Task statement: Copy the material below word for word, leaving out the pictures.

── Input for this task

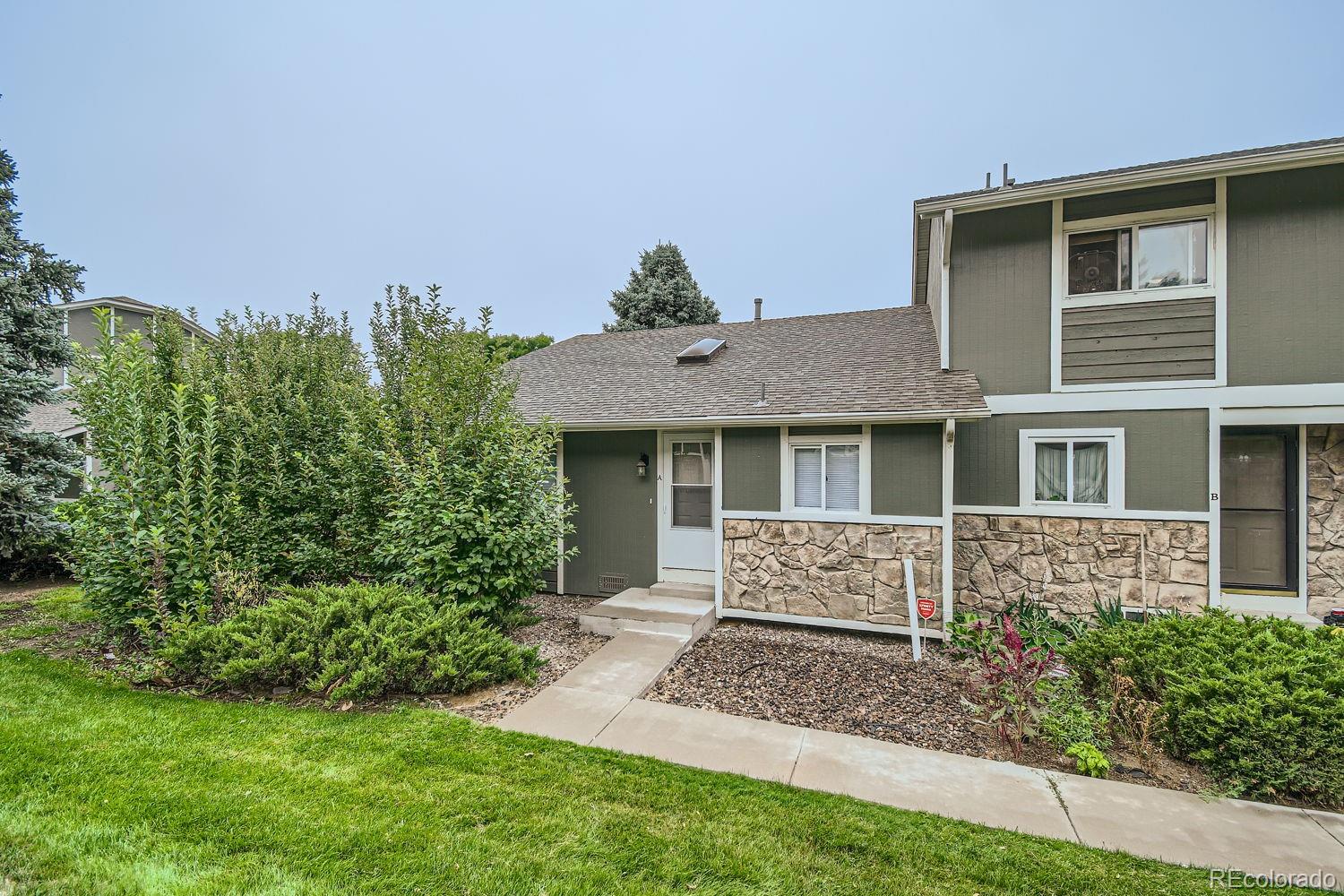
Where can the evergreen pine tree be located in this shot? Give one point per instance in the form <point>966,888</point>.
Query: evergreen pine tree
<point>661,293</point>
<point>34,466</point>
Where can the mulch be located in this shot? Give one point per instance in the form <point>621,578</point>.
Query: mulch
<point>849,683</point>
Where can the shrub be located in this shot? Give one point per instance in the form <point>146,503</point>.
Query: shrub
<point>1091,762</point>
<point>145,541</point>
<point>298,414</point>
<point>351,642</point>
<point>473,516</point>
<point>1067,716</point>
<point>1031,619</point>
<point>1258,702</point>
<point>247,452</point>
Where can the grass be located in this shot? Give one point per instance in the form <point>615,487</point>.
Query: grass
<point>65,603</point>
<point>109,790</point>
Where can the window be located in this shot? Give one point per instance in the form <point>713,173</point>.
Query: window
<point>693,485</point>
<point>825,477</point>
<point>1080,468</point>
<point>1139,257</point>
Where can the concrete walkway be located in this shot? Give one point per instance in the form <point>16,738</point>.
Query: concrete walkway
<point>599,702</point>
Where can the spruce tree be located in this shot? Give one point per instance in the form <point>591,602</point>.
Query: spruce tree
<point>34,466</point>
<point>661,293</point>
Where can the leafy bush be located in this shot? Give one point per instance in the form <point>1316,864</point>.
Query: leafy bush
<point>473,516</point>
<point>1067,716</point>
<point>351,642</point>
<point>147,540</point>
<point>1258,702</point>
<point>1031,619</point>
<point>298,416</point>
<point>271,454</point>
<point>1091,762</point>
<point>247,452</point>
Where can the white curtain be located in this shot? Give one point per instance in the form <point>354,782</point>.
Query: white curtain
<point>806,477</point>
<point>1090,471</point>
<point>693,462</point>
<point>841,477</point>
<point>1051,470</point>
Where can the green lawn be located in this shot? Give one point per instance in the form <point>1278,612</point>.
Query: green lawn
<point>107,790</point>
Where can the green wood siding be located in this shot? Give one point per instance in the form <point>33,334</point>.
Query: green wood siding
<point>1285,277</point>
<point>1139,341</point>
<point>752,468</point>
<point>82,327</point>
<point>1129,202</point>
<point>615,525</point>
<point>1166,457</point>
<point>908,469</point>
<point>1000,297</point>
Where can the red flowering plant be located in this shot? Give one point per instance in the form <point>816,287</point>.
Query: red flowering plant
<point>1005,676</point>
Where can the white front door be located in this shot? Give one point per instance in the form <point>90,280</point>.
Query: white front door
<point>685,512</point>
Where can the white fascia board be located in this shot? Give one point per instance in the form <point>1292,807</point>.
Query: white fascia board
<point>1319,400</point>
<point>806,514</point>
<point>797,419</point>
<point>1083,512</point>
<point>1145,177</point>
<point>134,306</point>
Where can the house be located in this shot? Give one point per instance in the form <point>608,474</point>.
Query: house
<point>81,325</point>
<point>790,463</point>
<point>1160,349</point>
<point>1120,386</point>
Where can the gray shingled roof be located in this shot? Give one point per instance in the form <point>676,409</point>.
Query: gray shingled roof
<point>58,417</point>
<point>1155,166</point>
<point>862,363</point>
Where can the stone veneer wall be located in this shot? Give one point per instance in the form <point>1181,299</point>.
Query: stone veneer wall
<point>1069,563</point>
<point>830,570</point>
<point>1324,519</point>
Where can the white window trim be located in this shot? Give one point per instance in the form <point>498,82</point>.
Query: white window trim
<point>1215,288</point>
<point>701,438</point>
<point>862,440</point>
<point>1027,441</point>
<point>1185,215</point>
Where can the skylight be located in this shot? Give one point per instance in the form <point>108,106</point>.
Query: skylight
<point>701,351</point>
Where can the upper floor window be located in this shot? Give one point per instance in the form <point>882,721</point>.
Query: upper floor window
<point>1139,257</point>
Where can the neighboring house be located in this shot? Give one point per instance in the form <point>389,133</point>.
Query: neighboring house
<point>1163,414</point>
<point>82,328</point>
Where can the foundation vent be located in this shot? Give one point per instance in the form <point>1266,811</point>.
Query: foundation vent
<point>612,583</point>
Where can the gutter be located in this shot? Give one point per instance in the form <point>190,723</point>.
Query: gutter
<point>1145,177</point>
<point>750,419</point>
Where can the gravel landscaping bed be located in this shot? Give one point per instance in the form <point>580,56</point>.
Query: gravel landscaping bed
<point>559,642</point>
<point>849,683</point>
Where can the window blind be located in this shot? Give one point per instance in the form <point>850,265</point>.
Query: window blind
<point>806,477</point>
<point>841,477</point>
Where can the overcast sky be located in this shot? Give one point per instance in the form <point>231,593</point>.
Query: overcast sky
<point>250,153</point>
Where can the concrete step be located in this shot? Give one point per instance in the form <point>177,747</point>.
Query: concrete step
<point>639,610</point>
<point>683,590</point>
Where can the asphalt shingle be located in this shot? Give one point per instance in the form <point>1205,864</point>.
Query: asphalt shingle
<point>863,363</point>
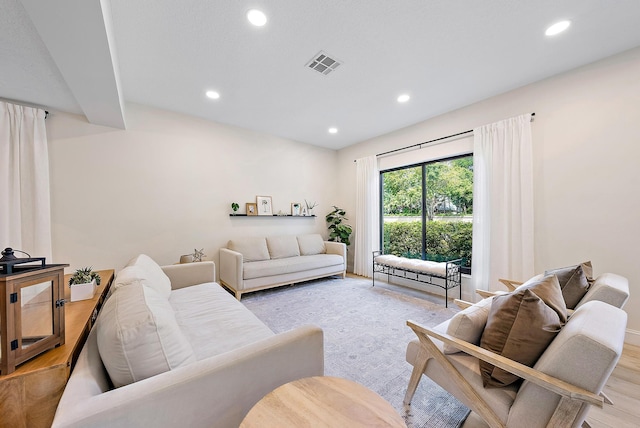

────

Full solution:
Where can the evergreen pine tree be located in this shot? Give one point per instance in the form <point>966,888</point>.
Query: evergreen pine tree
<point>661,293</point>
<point>34,466</point>
Where can the mulch be located in this shot? Give one point per instance in the form <point>621,578</point>.
Query: mulch
<point>849,683</point>
Where can the shrub be located in this shot? Give one point per instance in the form <point>146,503</point>.
Query: shrub
<point>1091,762</point>
<point>145,541</point>
<point>298,414</point>
<point>351,642</point>
<point>473,516</point>
<point>1067,716</point>
<point>1031,619</point>
<point>1258,702</point>
<point>247,452</point>
Where can the grass be located in this shot? Give one point per instance in the form <point>615,487</point>.
Query: grass
<point>65,603</point>
<point>109,790</point>
Where can the window be located in this shot? Give one point per instance in the form <point>713,173</point>.
Query: window
<point>693,485</point>
<point>825,477</point>
<point>1080,468</point>
<point>1139,257</point>
Where can the concrete walkway be located in this shot? Give one point per instance in the form <point>16,738</point>.
Query: concrete walkway
<point>599,702</point>
Where can the spruce tree be located in this shot? Give one point per instance in the form <point>591,602</point>.
Query: spruce tree
<point>34,466</point>
<point>661,293</point>
Where can the leafy bush be located in this shot? Give one point per instance in the form <point>1316,864</point>.
Query: leafy bush
<point>473,516</point>
<point>1067,716</point>
<point>351,642</point>
<point>147,540</point>
<point>1258,702</point>
<point>1031,619</point>
<point>298,416</point>
<point>271,454</point>
<point>1091,762</point>
<point>247,452</point>
Where can the white curtain be located in this shot? Give one point per instance in the form <point>354,782</point>.
Query: white curtain
<point>806,477</point>
<point>1090,471</point>
<point>693,462</point>
<point>841,477</point>
<point>1051,470</point>
Where can the green lawn be located in this shot? Give one point per instance in the form <point>1278,612</point>.
Query: green lawn
<point>107,790</point>
Where can the green wood siding be located in this shot? Give one point per instance in the form <point>33,334</point>.
Query: green wood siding
<point>1285,277</point>
<point>1139,341</point>
<point>752,468</point>
<point>82,327</point>
<point>1129,202</point>
<point>615,525</point>
<point>1166,457</point>
<point>908,469</point>
<point>1000,297</point>
Where can the red flowering plant be located in this shot? Give one point per instance in the form <point>816,287</point>.
Query: red flowering plant
<point>1005,676</point>
Where can the white front door be located in this shot? Give one point per instance in the form <point>90,280</point>.
Query: white front door
<point>685,512</point>
Where can the white fascia board be located in this shot? Give one point per instance in the form <point>1292,807</point>.
Query: white fascia board
<point>1319,400</point>
<point>806,514</point>
<point>797,419</point>
<point>1083,512</point>
<point>1145,177</point>
<point>134,306</point>
Where can the house be located in this shot? Give one point per instance in the form <point>608,474</point>.
Query: house
<point>81,325</point>
<point>790,463</point>
<point>1160,349</point>
<point>1120,386</point>
Where can the gray shingled roof be located in this shot? Give one point per instance in the form <point>676,409</point>.
Query: gray shingled roof
<point>58,417</point>
<point>1155,166</point>
<point>862,363</point>
Where can the stone veneer wall be located in this shot? Give one point per instance in the form <point>1181,299</point>.
Query: stone veneer wall
<point>1069,563</point>
<point>830,570</point>
<point>1324,519</point>
Where can the white window trim be located in this shot? Give one point per instance in the form <point>498,82</point>.
Query: white window trim
<point>1215,288</point>
<point>701,438</point>
<point>862,440</point>
<point>1027,441</point>
<point>1185,215</point>
Where can the skylight be located in this shot? Give one point per instance in the form <point>108,106</point>.
Query: skylight
<point>701,351</point>
Where can the upper floor window be located in this shot? Give one point per instance in the form <point>882,721</point>.
Query: upper floor window
<point>1139,257</point>
Where can the neighboring house be located in this shot? Give one point per instance in the form <point>389,133</point>.
Query: neighboring house
<point>1163,414</point>
<point>82,328</point>
Where can the foundation vent be located in this shot? Give one point per instance in the form <point>1266,811</point>.
Query: foundation vent
<point>612,583</point>
Where can the gutter be located in this shot? Give one point per instance in the form <point>190,723</point>.
Query: gutter
<point>1145,177</point>
<point>750,419</point>
Where can the gravel landscaping bed be located in this shot? Give one point per instance in the form <point>580,56</point>.
Query: gravel landscaping bed
<point>559,642</point>
<point>849,683</point>
Where can the window blind be located in this shot? Give one point per instance in the form <point>850,265</point>.
Query: window blind
<point>806,477</point>
<point>841,477</point>
Where can the overcast sky be located in this shot? Give one point per instance in the form <point>231,593</point>.
Query: overcast sky
<point>250,153</point>
Where can the concrete step be located in this shot? Give one point per instance in the form <point>177,747</point>.
Query: concrete step
<point>639,610</point>
<point>683,590</point>
Where can the asphalt shingle be located in this shot? Give one point per instance in the form <point>1205,864</point>.
Query: asphalt shingle
<point>863,363</point>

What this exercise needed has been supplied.